> _Exercise objective_: Go through the data below and return each line where the string "with" appears.

> _Images for object localization_:
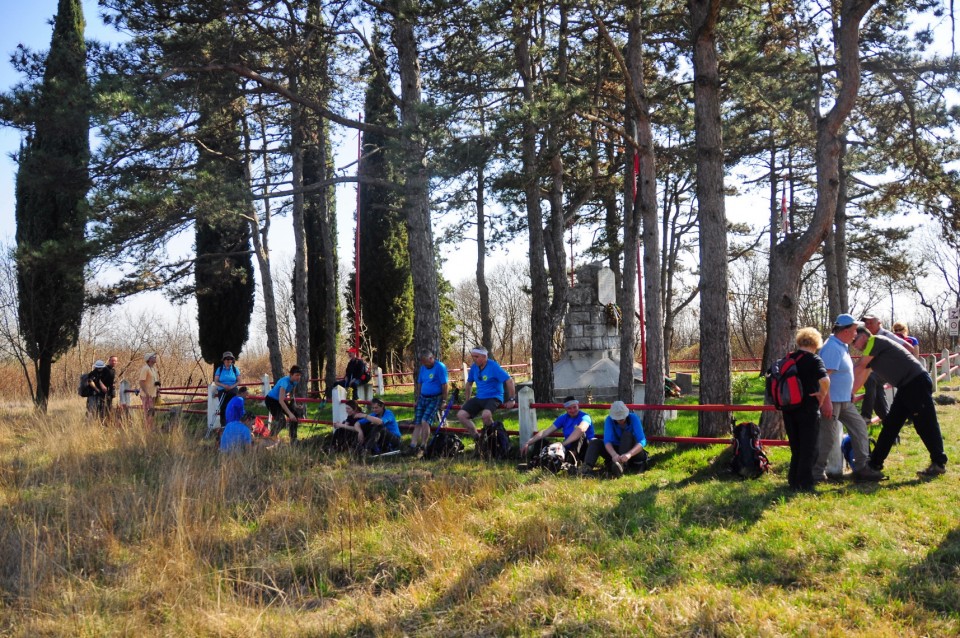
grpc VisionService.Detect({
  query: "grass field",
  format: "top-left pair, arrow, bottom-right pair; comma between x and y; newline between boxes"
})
1,387 -> 958,637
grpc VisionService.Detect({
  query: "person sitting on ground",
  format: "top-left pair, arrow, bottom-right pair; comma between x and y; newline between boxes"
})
364,397 -> 402,454
853,327 -> 948,478
224,386 -> 249,424
220,412 -> 257,453
409,350 -> 448,457
266,366 -> 303,442
520,395 -> 595,464
214,351 -> 242,426
580,401 -> 648,478
457,347 -> 516,441
331,399 -> 376,455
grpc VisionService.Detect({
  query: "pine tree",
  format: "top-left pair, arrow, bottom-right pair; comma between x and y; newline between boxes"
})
14,0 -> 90,410
357,40 -> 413,371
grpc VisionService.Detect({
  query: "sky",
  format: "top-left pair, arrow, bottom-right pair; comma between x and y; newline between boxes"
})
0,1 -> 950,345
0,0 -> 539,339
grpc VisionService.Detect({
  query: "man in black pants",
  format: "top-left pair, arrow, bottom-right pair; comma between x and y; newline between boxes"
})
853,328 -> 948,478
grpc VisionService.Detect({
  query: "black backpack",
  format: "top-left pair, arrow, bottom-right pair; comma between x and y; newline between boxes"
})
765,352 -> 805,411
478,421 -> 512,460
78,372 -> 93,398
424,430 -> 464,459
730,422 -> 769,479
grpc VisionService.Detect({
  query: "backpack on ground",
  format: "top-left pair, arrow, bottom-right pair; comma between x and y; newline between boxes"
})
533,442 -> 576,474
765,351 -> 805,411
730,421 -> 769,479
78,372 -> 93,398
478,421 -> 512,460
841,434 -> 876,471
424,430 -> 464,459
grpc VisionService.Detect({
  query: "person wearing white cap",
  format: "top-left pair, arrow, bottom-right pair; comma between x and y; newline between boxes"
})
579,401 -> 648,478
139,353 -> 160,430
812,314 -> 884,483
520,396 -> 595,463
457,347 -> 516,440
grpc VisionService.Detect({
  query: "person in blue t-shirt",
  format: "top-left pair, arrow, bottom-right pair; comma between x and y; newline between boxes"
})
581,401 -> 648,478
214,351 -> 242,426
409,350 -> 449,456
220,413 -> 256,453
223,386 -> 249,424
457,347 -> 516,440
520,396 -> 595,463
812,314 -> 883,483
267,366 -> 303,442
365,398 -> 402,454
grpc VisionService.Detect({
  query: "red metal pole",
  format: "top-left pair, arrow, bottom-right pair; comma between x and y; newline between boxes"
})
631,154 -> 646,384
637,246 -> 646,384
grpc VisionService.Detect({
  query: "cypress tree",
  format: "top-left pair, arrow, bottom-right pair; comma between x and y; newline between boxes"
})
14,0 -> 90,411
194,85 -> 256,365
357,40 -> 413,370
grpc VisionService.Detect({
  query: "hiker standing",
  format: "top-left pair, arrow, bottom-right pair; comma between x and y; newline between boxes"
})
782,328 -> 830,492
813,315 -> 884,483
853,328 -> 948,478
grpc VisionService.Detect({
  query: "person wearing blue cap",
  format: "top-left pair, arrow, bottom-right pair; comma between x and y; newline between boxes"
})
812,314 -> 884,482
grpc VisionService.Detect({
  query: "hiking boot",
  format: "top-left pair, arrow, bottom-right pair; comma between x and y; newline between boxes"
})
825,472 -> 845,482
609,461 -> 624,479
414,445 -> 425,460
577,464 -> 595,478
853,466 -> 885,482
917,463 -> 946,477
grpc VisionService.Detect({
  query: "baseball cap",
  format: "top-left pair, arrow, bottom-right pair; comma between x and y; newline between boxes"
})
833,313 -> 862,329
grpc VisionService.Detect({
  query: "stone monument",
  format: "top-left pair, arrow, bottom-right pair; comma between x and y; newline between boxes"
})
552,262 -> 643,403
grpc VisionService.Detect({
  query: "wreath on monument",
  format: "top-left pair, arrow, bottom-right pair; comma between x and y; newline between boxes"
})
604,303 -> 621,328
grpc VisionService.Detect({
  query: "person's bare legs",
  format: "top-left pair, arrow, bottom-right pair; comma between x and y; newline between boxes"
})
457,409 -> 479,439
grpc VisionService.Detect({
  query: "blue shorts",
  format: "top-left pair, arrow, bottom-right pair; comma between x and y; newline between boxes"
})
414,395 -> 444,426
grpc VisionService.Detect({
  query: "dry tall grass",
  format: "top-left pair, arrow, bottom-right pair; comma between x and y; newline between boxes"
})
1,397 -> 959,636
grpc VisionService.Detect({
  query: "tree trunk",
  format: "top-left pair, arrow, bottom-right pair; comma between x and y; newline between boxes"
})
244,111 -> 284,380
690,0 -> 732,437
761,0 -> 876,438
393,1 -> 441,357
476,161 -> 494,352
290,99 -> 312,380
514,7 -> 553,400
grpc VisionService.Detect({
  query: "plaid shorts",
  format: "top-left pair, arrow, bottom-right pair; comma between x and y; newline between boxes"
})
414,395 -> 444,426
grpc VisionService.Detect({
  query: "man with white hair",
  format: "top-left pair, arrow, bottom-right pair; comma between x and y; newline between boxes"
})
457,347 -> 516,440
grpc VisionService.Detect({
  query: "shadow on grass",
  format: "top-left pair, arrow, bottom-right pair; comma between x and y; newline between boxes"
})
889,526 -> 960,614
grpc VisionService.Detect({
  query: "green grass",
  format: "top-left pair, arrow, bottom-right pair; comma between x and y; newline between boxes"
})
0,392 -> 958,636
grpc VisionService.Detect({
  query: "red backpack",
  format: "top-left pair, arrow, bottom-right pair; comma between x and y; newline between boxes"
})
766,352 -> 805,411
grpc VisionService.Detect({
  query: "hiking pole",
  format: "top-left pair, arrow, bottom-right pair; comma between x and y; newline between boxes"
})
426,385 -> 460,450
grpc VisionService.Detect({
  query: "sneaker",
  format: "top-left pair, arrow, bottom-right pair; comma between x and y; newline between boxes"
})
825,472 -> 845,482
609,461 -> 624,479
414,445 -> 425,460
917,463 -> 946,477
853,466 -> 885,482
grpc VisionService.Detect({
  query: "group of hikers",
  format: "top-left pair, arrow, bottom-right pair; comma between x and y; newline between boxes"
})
86,312 -> 950,486
779,313 -> 947,492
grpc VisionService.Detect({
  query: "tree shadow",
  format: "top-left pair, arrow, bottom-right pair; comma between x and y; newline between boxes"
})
889,526 -> 960,614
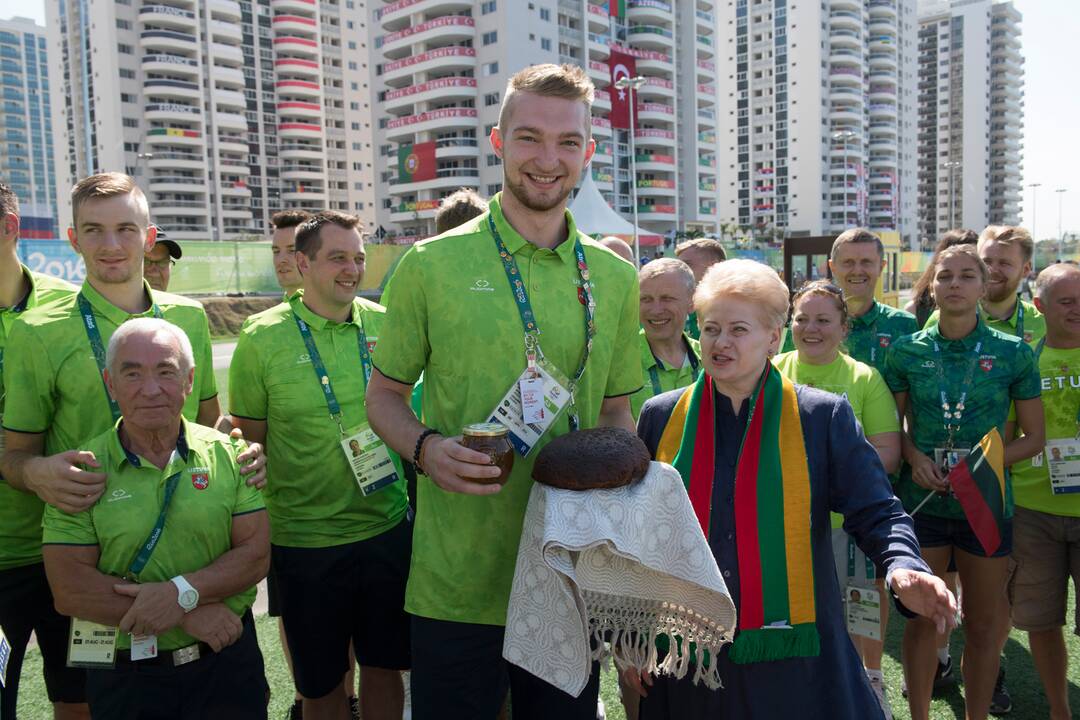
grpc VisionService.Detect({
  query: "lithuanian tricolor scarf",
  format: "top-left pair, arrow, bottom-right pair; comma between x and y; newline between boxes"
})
656,364 -> 819,663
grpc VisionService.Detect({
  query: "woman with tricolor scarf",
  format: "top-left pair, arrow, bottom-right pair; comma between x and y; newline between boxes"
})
631,259 -> 957,719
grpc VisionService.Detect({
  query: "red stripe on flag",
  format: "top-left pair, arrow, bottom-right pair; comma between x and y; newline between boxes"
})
949,461 -> 1002,557
735,384 -> 766,630
687,376 -> 715,535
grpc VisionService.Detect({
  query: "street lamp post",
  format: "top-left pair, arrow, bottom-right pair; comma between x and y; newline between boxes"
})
616,74 -> 646,263
1056,188 -> 1068,262
941,160 -> 961,232
1028,182 -> 1042,242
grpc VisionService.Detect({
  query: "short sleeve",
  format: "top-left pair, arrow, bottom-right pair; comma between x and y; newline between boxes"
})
227,437 -> 265,516
372,248 -> 429,385
42,502 -> 98,546
604,270 -> 644,398
2,319 -> 56,433
194,311 -> 218,402
881,342 -> 909,393
1010,342 -> 1041,401
228,328 -> 268,421
859,369 -> 901,436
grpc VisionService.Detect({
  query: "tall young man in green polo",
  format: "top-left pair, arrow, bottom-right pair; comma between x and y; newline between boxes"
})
0,184 -> 84,719
230,212 -> 411,720
270,210 -> 310,299
366,64 -> 642,719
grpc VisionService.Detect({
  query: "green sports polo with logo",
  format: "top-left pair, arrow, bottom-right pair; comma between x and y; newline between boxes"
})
0,267 -> 77,571
883,319 -> 1041,519
42,419 -> 264,651
845,301 -> 918,373
2,280 -> 216,569
1010,345 -> 1080,517
629,328 -> 700,420
925,297 -> 1045,347
373,192 -> 642,626
229,296 -> 408,548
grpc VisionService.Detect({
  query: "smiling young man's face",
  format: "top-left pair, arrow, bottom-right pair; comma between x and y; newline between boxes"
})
491,91 -> 595,214
69,193 -> 155,286
829,241 -> 884,304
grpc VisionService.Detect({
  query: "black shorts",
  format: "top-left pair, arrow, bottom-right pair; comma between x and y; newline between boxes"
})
0,562 -> 87,715
265,562 -> 283,618
914,512 -> 1013,558
85,612 -> 267,719
272,517 -> 412,699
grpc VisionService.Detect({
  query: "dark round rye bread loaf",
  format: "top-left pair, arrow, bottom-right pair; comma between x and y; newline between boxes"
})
532,427 -> 651,490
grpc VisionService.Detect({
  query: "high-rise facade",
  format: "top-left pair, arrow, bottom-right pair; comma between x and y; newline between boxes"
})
46,0 -> 377,240
916,0 -> 1022,246
370,0 -> 719,242
715,0 -> 918,246
0,16 -> 58,239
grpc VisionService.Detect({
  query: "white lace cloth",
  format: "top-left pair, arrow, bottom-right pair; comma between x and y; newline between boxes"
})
503,461 -> 737,697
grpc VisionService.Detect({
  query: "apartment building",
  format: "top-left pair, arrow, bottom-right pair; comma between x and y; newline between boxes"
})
714,0 -> 919,246
46,0 -> 377,240
0,16 -> 58,239
916,0 -> 1022,246
370,0 -> 720,241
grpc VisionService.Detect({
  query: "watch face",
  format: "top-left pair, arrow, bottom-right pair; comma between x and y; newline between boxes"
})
179,589 -> 198,607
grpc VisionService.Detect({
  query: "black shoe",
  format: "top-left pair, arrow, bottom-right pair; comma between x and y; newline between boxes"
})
349,696 -> 361,720
932,656 -> 956,693
990,666 -> 1012,715
287,699 -> 303,720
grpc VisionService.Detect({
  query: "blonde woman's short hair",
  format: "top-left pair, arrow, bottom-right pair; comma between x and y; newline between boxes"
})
694,259 -> 789,330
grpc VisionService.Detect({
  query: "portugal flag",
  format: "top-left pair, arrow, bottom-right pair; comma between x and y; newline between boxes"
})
609,49 -> 637,129
945,428 -> 1008,556
397,141 -> 437,182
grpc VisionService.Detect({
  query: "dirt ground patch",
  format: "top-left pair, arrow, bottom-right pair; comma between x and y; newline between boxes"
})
201,295 -> 279,337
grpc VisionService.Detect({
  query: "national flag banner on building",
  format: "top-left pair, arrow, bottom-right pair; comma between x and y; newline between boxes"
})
945,428 -> 1007,556
608,0 -> 626,18
609,49 -> 637,129
397,141 -> 437,182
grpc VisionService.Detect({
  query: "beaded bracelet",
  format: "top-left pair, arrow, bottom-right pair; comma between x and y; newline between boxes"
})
413,428 -> 440,475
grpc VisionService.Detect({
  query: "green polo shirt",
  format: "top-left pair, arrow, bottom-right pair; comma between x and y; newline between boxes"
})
373,192 -> 642,626
42,419 -> 263,651
846,301 -> 918,373
2,281 -> 216,570
684,312 -> 699,341
629,328 -> 700,420
229,296 -> 408,548
1010,344 -> 1080,517
926,297 -> 1045,347
0,267 -> 77,571
883,319 -> 1041,519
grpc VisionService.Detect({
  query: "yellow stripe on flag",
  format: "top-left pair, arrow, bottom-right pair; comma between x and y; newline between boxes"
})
979,428 -> 1006,500
778,376 -> 815,624
656,386 -> 693,464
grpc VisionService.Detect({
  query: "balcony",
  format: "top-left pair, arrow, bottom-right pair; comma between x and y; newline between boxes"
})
276,79 -> 320,99
380,15 -> 475,56
635,179 -> 677,197
209,19 -> 242,43
634,128 -> 675,148
637,203 -> 676,222
145,102 -> 201,122
587,61 -> 609,86
274,35 -> 319,57
271,0 -> 317,14
384,107 -> 477,140
273,14 -> 317,35
142,52 -> 199,77
278,122 -> 323,139
381,46 -> 476,84
639,76 -> 675,100
390,166 -> 481,194
149,175 -> 206,192
628,24 -> 674,51
696,59 -> 716,79
278,100 -> 321,119
279,142 -> 324,160
147,151 -> 204,170
633,152 -> 676,172
275,57 -> 320,78
281,164 -> 324,181
830,10 -> 863,32
586,3 -> 610,31
216,134 -> 248,154
146,126 -> 204,147
627,0 -> 673,25
144,78 -> 201,100
209,0 -> 242,20
140,29 -> 197,53
382,76 -> 477,113
211,42 -> 244,65
636,102 -> 674,123
151,199 -> 207,216
435,136 -> 479,160
591,116 -> 612,137
215,111 -> 247,131
378,0 -> 473,29
138,5 -> 196,31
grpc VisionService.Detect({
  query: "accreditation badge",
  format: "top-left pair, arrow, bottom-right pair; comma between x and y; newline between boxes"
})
1045,438 -> 1080,494
933,447 -> 970,479
130,634 -> 158,661
0,624 -> 11,687
488,358 -> 571,457
67,618 -> 117,669
844,584 -> 882,641
340,424 -> 399,497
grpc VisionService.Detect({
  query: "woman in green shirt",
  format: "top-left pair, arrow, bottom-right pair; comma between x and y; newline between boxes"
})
773,279 -> 900,716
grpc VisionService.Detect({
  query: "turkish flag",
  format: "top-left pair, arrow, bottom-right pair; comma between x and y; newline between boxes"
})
609,50 -> 637,129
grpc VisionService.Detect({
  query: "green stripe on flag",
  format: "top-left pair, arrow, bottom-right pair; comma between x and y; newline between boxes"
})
756,370 -> 790,625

> _Solution for this task_:
  query: "man with white hair",
  query: "woman with tricolor scarf",
  query: "green sports polo with logo",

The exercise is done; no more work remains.